→ Aufgabenliste:
#1 Wie lautet der Satz „Eine komplette Neubefüllung würde schätzungsweise zwei Jahre benötigen.“ aus dem Text zur Atomkraft auf Englisch?
#2 Gib aus dem Text zur Atomkraft die Stelle von „An einem massiven“ bis einschließlich „die Atomkraft auszusetzen.“ wortgetreu wieder.

→ Textblock:
Die Atomkraft könne keinen signifikanten Beitrag dazu leisten, die Abhängigkeit von russischem Gas zu verringern. Dazu erläutert Dr. Hauke Doerk, Referent für Radioaktivität am Umweltinstitut: "Laufzeitverlängerungen von AKW könnten die Importabhängigkeit von Russland kaum nennenswert senken. Die sechs Prozent des Stroms, den die restlichen AKW noch produzieren, können gut durch erneuerbare Energien ausgeglichen werden - ganz ohne die Sicherheitsrisiken, die mit der Nutzung von Atomkraft einhergehen. Wärme, um die es beim Gas aus Russland hauptsächlich geht, liefern AKW gar nicht. Aus Sicherheitsgründen stehen Atommeiler absichtlich weit entfernt von Ballungszentren und sind nicht an Fernwärmenetze angeschlossen. Aufgrund des absehbaren Betriebsendes sind die Reaktoren außerdem so gefahren worden, dass der Brennstoff Ende des Jahres aufgebraucht ist. Eine komplette Neubefüllung würde schätzungsweise zwei Jahre benötigen. Fällige, umfassende Sicherheitsprüfungen sind zudem ebenfalls nicht durchgeführt worden. Für den kritischen Winter 2022/2023 käme die Atomkraft damit ohnehin zu spät".

An einem massiven Kraftakt zum Ausbau einer dezentralen, erneuerbaren Energie- und Wärmeversorgung sowie an deutlichen Energieeinsparungen führt nach Meinung der Umweltschützer:innen kein Weg vorbei. Zu den wichtigsten Maßnahmen neben dem Ausbau der Erneuerbaren und dem Heben von Energieeinsparpotenzialen zählen ein sofortiger Einbaustopp für Öl- und Gasheizungen, keine Neuzulassungen für Autos mit Verbrennungsmotor und ein massiver Ausbau der Produktion von Wärmepumpen. Nur so könne gleichzeitig die Abhängigkeit von fossilen Energien aus Autokratien beendet und die Klimakrise bekämpft werden, ohne sich weiteren Risiken durch die Atomkraft auszusetzen.

→ Zeilen:
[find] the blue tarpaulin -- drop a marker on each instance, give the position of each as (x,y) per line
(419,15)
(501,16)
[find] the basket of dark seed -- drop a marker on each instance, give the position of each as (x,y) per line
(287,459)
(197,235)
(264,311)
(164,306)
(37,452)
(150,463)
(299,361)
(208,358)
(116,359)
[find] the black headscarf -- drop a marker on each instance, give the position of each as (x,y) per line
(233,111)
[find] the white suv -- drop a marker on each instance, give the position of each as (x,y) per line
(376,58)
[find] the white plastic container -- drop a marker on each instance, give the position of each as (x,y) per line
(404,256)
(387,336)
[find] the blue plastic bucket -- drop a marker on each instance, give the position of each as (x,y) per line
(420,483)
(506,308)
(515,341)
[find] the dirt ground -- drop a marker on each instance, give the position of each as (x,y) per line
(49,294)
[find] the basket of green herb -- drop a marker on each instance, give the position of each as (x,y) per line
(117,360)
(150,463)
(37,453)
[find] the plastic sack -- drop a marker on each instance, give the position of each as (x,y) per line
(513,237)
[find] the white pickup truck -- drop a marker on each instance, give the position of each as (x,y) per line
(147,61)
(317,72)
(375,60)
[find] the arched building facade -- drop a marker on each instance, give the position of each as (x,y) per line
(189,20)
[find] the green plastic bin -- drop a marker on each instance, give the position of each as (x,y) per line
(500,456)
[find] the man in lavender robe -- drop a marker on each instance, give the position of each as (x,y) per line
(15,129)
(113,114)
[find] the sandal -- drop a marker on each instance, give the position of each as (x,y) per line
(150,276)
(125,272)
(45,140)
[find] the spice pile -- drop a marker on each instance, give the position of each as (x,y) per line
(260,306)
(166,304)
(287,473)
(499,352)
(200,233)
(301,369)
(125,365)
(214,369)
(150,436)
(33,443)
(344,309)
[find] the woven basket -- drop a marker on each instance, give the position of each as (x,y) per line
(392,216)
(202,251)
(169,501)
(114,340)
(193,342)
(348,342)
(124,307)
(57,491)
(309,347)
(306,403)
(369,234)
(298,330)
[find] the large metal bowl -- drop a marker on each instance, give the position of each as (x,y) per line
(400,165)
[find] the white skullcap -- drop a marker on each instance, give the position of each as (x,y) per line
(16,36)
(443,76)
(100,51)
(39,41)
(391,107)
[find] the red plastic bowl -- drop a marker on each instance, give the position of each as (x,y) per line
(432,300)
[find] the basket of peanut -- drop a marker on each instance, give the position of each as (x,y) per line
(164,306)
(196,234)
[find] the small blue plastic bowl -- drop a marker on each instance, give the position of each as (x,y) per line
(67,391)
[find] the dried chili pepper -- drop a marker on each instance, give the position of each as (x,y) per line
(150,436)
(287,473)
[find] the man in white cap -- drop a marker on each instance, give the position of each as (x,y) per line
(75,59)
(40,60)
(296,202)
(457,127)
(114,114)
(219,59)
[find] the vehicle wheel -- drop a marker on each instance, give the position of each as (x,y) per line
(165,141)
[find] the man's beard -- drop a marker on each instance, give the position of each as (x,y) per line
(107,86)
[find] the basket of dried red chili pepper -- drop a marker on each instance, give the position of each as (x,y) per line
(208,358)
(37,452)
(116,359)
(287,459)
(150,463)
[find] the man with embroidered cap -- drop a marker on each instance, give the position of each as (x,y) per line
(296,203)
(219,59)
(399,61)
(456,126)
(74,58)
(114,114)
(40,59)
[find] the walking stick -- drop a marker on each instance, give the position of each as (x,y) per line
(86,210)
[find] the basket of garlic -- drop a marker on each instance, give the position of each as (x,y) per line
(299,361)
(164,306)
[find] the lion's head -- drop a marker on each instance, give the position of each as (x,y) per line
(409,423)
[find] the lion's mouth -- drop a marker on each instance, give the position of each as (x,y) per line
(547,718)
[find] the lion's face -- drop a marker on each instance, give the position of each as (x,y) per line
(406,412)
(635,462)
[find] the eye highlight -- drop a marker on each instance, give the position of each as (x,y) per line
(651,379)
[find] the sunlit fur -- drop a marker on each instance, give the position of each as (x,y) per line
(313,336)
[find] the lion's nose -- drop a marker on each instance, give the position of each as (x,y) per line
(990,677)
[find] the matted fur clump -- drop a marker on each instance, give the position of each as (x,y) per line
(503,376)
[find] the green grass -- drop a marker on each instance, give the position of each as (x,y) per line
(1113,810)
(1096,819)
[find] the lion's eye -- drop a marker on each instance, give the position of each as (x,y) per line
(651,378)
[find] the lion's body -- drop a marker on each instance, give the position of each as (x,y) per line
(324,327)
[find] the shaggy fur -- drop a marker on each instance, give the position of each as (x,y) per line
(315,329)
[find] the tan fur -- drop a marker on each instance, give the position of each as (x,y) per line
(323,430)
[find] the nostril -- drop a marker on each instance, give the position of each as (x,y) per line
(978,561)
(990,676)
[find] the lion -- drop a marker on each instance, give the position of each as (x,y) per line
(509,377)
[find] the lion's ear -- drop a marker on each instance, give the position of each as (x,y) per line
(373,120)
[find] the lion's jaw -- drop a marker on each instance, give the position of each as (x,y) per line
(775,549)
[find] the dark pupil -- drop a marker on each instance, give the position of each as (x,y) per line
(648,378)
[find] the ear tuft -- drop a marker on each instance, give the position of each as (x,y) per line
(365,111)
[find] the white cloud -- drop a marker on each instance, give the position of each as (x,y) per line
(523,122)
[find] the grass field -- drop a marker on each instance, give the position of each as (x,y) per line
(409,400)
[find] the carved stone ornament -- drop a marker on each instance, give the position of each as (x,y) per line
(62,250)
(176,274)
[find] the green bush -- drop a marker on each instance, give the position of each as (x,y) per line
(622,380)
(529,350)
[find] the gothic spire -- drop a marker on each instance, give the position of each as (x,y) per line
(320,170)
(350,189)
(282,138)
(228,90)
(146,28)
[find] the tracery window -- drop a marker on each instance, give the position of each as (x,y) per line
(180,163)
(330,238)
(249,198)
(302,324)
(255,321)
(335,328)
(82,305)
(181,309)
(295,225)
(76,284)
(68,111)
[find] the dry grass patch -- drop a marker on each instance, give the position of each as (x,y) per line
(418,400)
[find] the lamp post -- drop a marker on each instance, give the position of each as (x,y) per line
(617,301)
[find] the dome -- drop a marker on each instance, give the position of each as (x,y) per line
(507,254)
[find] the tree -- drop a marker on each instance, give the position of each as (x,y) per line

→ Antworten:
#1 A complete refueling would take an estimated two years.

#2
An einem massiven Kraftakt zum Ausbau einer dezentralen, erneuerbaren Energie- und Wärmeversorgung sowie an deutlichen Energieeinsparungen führt nach Meinung der Umweltschützer:innen kein Weg vorbei. Zu den wichtigsten Maßnahmen neben dem Ausbau der Erneuerbaren und dem Heben von Energieeinsparpotenzialen zählen ein sofortiger Einbaustopp für Öl- und Gasheizungen, keine Neuzulassungen für Autos mit Verbrennungsmotor und ein massiver Ausbau der Produktion von Wärmepumpen. Nur so könne gleichzeitig die Abhängigkeit von fossilen Energien aus Autokratien beendet und die Klimakrise bekämpft werden, ohne sich weiteren Risiken durch die Atomkraft auszusetzen.